Task prompt — Copy, word for word, the stretch of the ochre-cheeked spinetail text from "The nominate subspecies of" through "an undescribed subspecies.".

Exercise text —

=== Section Start ===

The ochre-cheeked spinetail is 13 to 14 cm long and weighs 12 to 19 g. The sexes have the same plumage. Adults of the nominate subspecies have a wide white supercilium, blackish lores, a fuzzy dark brownish line behind the eye, and ochraceous ear coverts and malar region. Their forehead has a blackish spot. Their crown and upper back are grayish brown and the rest of their back is dark rufous that narrows to the rump, replace by grayish brown. Their uppertail coverts are rufous. Their wings are mostly dark rufous with dark brownish lesser coverts and primary tips. Their tail is rufous; the tips of the feathers have no barbs giving a spiny appearance. Their throat is white with a black crescent on its lower part. Their breast is pinkish brown to pale ochraceous buff that becomes more ochraceous by the undertail coverts; the belly is paler and has a white center. Their iris is dark chestnut to reddish brown or brown, their maxilla black to dark gray, their mandible gray to blue-gray (sometimes with a dark tip), and their legs and feet greenish gray to yellowish olive. Juveniles have faint dark scallops on the breast. Subspecies S. s. whitii has uniform brown upperparts with no rufous, with darker rufous wings and tail and deeper ochraceous face and underparts than the nominate.

==Distribution and habitat==

The nominate subspecies of the ochre-cheeked spinetail is found in eastern and central Brazil. Subspecies S. s. whitii is found in southern Brazil's Mato Grosso state, southeastern Bolivia, extreme northwestern Paraguay, and northwestern Argentina in Jujuy and Salta provinces and perhaps as far south as Catamarca Province. The species is also found in southeastern Peru and northwestern Bolivia; these individuals might belong to whitii or represent an undescribed subspecies.

=== Section End ===

Provided data —
=== Section Start ===

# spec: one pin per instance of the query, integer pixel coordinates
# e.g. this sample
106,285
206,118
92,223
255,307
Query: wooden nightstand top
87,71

=== Section End ===

Solution to the exercise —
The nominate subspecies of the ochre-cheeked spinetail is found in eastern and central Brazil. Subspecies S. s. whitii is found in southern Brazil's Mato Grosso state, southeastern Bolivia, extreme northwestern Paraguay, and northwestern Argentina in Jujuy and Salta provinces and perhaps as far south as Catamarca Province. The species is also found in southeastern Peru and northwestern Bolivia; these individuals might belong to whitii or represent an undescribed subspecies.